**Required task:**
Swap "ancient" for "old" and write out the stretch of the comic-strip commentary from "But a few weeks" through "INUNDATED with it.".

But a few weeks ago I realized this entire year has been, off and on, one big, unspoken, 50th anniversary ‘celebration’. We’ve gotten two times that “Summer Hears About Dead St. Lisa”, the entire Eliminator time travel arc, Batiuk digging out his ancient ecology strips to show off how he’s always been preaching from his soapbox, Dinkle reminiscing about the school computer, Crazy remembering his pizza spinning days, Mary Sue Sweetwater’s funeral, staring at the dry, empty, wreck of the old pool as a huge metaphor for what this strip has become.
Act I reminiscing is as old as Act II. That’s why a single week of this didn’t really stand out.

But this year we are INUNDATED with it.
And, so far, none of it has had any deeper meaning or purpose other than member.

Batiuk broke his arms patting himself on the back over how he let his characters age, and broke the UNWRITTEN RULE OF COMICS that time is not allowed to pass.

(Source records)
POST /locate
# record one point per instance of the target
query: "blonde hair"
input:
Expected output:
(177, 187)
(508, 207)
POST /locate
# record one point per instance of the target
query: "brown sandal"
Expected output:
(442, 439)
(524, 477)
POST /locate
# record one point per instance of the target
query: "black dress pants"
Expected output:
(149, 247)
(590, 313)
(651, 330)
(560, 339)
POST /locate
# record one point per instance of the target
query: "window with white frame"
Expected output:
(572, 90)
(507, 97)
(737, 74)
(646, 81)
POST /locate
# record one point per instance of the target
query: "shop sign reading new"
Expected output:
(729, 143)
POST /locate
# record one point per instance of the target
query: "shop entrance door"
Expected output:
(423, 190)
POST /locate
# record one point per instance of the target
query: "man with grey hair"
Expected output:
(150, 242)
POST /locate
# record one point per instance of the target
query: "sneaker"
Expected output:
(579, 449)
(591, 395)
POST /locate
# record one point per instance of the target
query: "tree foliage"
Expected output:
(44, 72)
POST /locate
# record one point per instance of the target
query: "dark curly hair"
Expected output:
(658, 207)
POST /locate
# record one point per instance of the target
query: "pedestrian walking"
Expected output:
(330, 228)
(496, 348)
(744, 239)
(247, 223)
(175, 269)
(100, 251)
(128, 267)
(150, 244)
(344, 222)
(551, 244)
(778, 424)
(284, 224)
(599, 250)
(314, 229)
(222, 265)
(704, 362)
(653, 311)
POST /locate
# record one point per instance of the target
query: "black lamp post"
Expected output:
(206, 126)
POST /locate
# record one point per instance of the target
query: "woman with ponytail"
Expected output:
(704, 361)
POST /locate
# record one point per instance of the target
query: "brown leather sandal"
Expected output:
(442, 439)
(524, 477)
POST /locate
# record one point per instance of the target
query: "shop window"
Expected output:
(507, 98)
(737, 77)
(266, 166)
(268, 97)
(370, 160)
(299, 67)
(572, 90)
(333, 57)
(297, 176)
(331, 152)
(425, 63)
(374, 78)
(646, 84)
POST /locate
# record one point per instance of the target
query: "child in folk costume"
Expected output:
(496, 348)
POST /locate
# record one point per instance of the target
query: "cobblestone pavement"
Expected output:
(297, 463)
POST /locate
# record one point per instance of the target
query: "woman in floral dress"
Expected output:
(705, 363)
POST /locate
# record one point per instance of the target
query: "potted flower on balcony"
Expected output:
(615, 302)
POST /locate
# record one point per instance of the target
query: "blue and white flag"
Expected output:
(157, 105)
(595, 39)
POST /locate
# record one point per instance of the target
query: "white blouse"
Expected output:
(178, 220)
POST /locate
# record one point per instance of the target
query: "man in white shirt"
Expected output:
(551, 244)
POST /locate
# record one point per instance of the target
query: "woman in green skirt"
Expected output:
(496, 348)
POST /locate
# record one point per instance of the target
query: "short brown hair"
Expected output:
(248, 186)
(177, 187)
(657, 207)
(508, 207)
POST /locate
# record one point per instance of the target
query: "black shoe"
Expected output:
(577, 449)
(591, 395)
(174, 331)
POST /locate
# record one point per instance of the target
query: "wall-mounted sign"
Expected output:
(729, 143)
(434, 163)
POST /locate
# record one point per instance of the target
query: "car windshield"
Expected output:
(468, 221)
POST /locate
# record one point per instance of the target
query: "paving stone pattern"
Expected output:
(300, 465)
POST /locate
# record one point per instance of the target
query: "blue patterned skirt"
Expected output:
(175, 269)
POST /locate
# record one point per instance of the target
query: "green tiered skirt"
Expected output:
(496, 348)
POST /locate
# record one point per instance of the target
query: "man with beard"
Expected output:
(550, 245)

**Written solution:**
But a few weeks ago I realized this entire year has been, off and on, one big, unspoken, 50th anniversary ‘celebration’. We’ve gotten two times that “Summer Hears About Dead St. Lisa”, the entire Eliminator time travel arc, Batiuk digging out his old ecology strips to show off how he’s always been preaching from his soapbox, Dinkle reminiscing about the school computer, Crazy remembering his pizza spinning days, Mary Sue Sweetwater’s funeral, staring at the dry, empty, wreck of the old pool as a huge metaphor for what this strip has become.
Act I reminiscing is as old as Act II. That’s why a single week of this didn’t really stand out.

But this year we are INUNDATED with it.